TEKSTGEDEELTE
________________

Kees, als zoon van een cafébaas, kon goed met mensen omgaan en dat kwam voor
een handeltje met zakken kattenbakkengrit goed van pas. Twintig kilo wogen die
dingen. Dat zijn zaken die je in een stad als Amsterdam niet gemakkelijk zelf
in een winkel gaat halen. Het bleek een gat in de markt!
Aanvankelijk bestelde
Kees tien zakken. Acht klanten mocht hij bedienen. Het werden er allengs meer.
Gré nam de administratie en de telefoon voor haar rekening. Ik hoor haar nog
reageren: ‘Met de kattenbakkenthuiscentrale, zegt u het maar…’, als ik haar in
die jaren belde. Kees bezorgde de zakken aan huis. Dat betekende dat hij die logge
zakken, smalle en hoge trappen op moest sjouwen. Liften waren nog een zeldzame
luxe! Altijd lei hij er een op dezelfde schouder, een tweede zak onder zijn
arm. Zo ging dat, tot het niet meer ging. Op het eind bezorgden ze bij achthonderd
klanten door heel Amsterdam. De pijntjes in zijn heup speelden steeds nadrukkelijker
op zodat hij zijn been ging ontzien. Dat betekende uiteindelijk ook het einde
van de Kattenbakkenthuiscentrale, het einde van de enige
kattenbakkenthuiscentrale die ik ooit heb gekend!

________________

JOUW OPDRACHTEN
1/ Verander in de tekst over de kattenbakkenthuiscentrale het stuk dat opent met de woorden "Gré nam de administratie" en sluit met "ooit heb gekend!". Schrijf dat stuk opnieuw op, met "knie" in plaats van "heup".
2/ Hoeveel wogen de zakken kattenbakkengrit volgens de tekst over de kattenbakkenthuiscentrale?
3/ Kloppen deze beweringen met de tekst over de kattenbakkenthuiscentrale? (a) Kees bracht de zakken bij de mensen thuis. (b) In het begin bestelde Kees twintig zakken. (c) Liften waren in die tijd heel gewoon. Zeg bij elke bewering ja of nee, en citeer de woorden uit de tekst die de doorslag geven.

________________

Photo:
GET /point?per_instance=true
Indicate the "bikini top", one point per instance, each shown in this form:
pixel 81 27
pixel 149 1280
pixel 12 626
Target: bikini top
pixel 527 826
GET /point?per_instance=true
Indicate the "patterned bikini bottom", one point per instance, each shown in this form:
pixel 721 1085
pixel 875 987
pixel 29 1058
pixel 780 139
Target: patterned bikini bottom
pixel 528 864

________________

ANTWOORDEN PER OPDRACHT
1/
Gré nam de administratie en de telefoon voor haar rekening. Ik hoor haar nog
reageren: ‘Met de kattenbakkenthuiscentrale, zegt u het maar…’, als ik haar in
die jaren belde. Kees bezorgde de zakken aan huis. Dat betekende dat hij die logge
zakken, smalle en hoge trappen op moest sjouwen. Liften waren nog een zeldzame
luxe! Altijd lei hij er een op dezelfde schouder, een tweede zak onder zijn
arm. Zo ging dat, tot het niet meer ging. Op het eind bezorgden ze bij achthonderd
klanten door heel Amsterdam. De pijntjes in zijn knie speelden steeds nadrukkelijker
op zodat hij zijn been ging ontzien. Dat betekende uiteindelijk ook het einde
van de Kattenbakkenthuiscentrale, het einde van de enige
kattenbakkenthuiscentrale die ik ooit heb gekend!

2/ Twintig kilo.

3/
(a) Ja: "Kees bezorgde de zakken aan huis."
(b) Nee: "Aanvankelijk bestelde Kees tien zakken."
(c) Nee: "Liften waren nog een zeldzame luxe!"